• [JOBS]
1/ According to the article on California warehouse quotas, since what date has Labor Code §2100 regulated warehouse quotas in the state?
2/ List every name the article on California warehouse quotas uses for the law it discusses.
3/ Extend the article on California warehouse quotas with a few more paragraphs that pick up after its last sentence.

• [PASSAGE SHOWN]
California Restricts Warehouse Quotas


By Ward Heinrichs Esq., San Diego Employment Attorney


ONE BIG BLEND RADIO: San Diego Attorney Ward Heinriches explains California’s Warehouse Quota Law. Watch here in the YouTube player or download the podcast on Podbean.


Labor Code §2100, aka AB701 or The Warehouse Quota Law, has been regulating warehouse quotas in California since January 1, 2022.  The purpose of that law is to make sure that burdensome quotas do not infringe on the meal period, rest period, bathroom break, and other workplace rights of warehouse employees.

Under the law, a warehouse quota is:

. . . [A] work standard under which an employee is assigned or required to perform at a specified productivity speed, or perform a quantified number of tasks, or to handle or produce a quantified amount of material, within a defined time period and under which the employee may suffer an adverse employment action if they fail to complete the performance standard.

In other words, a quota is a production speed requirement, a requirement that certain tasks are completed in a specific amount of time, or a requirement that a certain amount of material is processed in a specific amount of time.  However, in addition, the Labor Code §2100 definition of quota also requires potential punishment for employees who do not meet the employer-mandated speed or quantity requirements.

• [DATA LISTING]

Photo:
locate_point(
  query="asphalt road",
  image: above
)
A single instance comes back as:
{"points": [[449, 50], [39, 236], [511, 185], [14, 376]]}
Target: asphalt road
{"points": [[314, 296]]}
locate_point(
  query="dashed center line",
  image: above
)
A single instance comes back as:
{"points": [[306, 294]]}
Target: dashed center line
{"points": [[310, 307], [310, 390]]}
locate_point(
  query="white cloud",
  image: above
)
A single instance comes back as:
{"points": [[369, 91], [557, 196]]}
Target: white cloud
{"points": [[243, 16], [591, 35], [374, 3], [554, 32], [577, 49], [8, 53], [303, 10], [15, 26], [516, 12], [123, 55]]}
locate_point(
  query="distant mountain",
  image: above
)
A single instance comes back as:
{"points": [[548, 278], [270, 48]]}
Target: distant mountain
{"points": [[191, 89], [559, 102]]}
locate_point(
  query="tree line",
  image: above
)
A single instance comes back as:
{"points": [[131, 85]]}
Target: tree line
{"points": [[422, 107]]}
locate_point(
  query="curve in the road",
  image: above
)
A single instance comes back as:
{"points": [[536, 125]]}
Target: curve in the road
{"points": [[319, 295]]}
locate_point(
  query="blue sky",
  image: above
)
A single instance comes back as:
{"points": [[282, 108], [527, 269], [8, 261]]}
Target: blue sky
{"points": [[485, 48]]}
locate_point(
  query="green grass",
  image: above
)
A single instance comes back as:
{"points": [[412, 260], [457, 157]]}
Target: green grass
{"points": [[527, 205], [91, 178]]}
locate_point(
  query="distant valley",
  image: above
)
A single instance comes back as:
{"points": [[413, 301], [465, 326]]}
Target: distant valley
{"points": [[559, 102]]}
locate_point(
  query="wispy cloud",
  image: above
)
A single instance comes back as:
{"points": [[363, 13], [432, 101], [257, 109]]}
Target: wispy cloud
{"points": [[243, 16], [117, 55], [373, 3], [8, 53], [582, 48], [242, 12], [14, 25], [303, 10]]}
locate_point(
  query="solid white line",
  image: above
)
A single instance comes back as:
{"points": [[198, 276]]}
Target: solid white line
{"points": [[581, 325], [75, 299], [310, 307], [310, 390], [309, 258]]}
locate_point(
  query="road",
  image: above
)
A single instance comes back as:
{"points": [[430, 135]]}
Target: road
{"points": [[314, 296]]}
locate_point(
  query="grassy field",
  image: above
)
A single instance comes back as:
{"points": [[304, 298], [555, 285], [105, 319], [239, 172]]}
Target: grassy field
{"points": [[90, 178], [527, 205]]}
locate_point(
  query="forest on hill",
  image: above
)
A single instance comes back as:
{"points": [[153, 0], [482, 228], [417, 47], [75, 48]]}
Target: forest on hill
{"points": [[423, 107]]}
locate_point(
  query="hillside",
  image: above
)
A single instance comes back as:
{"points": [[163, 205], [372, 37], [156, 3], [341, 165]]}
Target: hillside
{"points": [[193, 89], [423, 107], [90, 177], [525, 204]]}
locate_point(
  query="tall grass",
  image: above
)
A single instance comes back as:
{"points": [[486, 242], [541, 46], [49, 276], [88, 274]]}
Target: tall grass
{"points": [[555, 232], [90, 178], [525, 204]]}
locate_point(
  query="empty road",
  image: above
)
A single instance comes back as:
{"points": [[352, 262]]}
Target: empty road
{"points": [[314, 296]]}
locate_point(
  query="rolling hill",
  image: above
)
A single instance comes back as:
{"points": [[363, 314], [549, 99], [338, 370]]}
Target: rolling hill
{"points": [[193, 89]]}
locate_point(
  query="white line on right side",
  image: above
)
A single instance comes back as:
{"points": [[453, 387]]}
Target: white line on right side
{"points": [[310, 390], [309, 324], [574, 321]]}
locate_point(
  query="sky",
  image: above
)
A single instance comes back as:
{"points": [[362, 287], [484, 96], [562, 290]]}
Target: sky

• [ANSWERS FOR THIS EXERCISE]
1/ January 1, 2022

2/ Labor Code §2100, AB701, The Warehouse Quota Law

3/
The types of facilities that are included in the law are General Warehousing and Storage, Merchant Wholesalers for both Durable and Non-Durable Goods, and Electronic Shopping and Mail Order Houses.  Before the law will apply to those types of warehouses, a single warehouse must employ at least 100 employees, or a group of related warehouses must employ at least 1,000 employees within California.  Amazon has Electronic Shopping Warehouses with more than 1,000 employees in California, and many believe that its notorious quota requirements spurred the California legislature to pass Labor Code §2100.

Each employee of such a facility may request and receive a written description of applicable quotas and work speed data.  In fact, employers must give written quota descriptions to all new hires.  Further, employers cannot require their workers to meet quotas that interfere with a meal, rest, and bathroom breaks, or violate Cal/OSHA regulations.

Employees may sue for a court order that will require employers to provide quota descriptions, obey Cal/OSHA regulations, and that will prohibit enforcement of quotas that violate meal, rest, and bathroom breaks.  They may also recover attorney’s fees and costs for bringing those claims.  Additionally, an employer may not retaliate, discriminate, or take any other adverse employment action against an employee.  If an employer takes adverse employment action within 90 days after an employee asks for a quota description or makes a quota complaint, then the courts will presume that the employer’s adverse employment action violated the law.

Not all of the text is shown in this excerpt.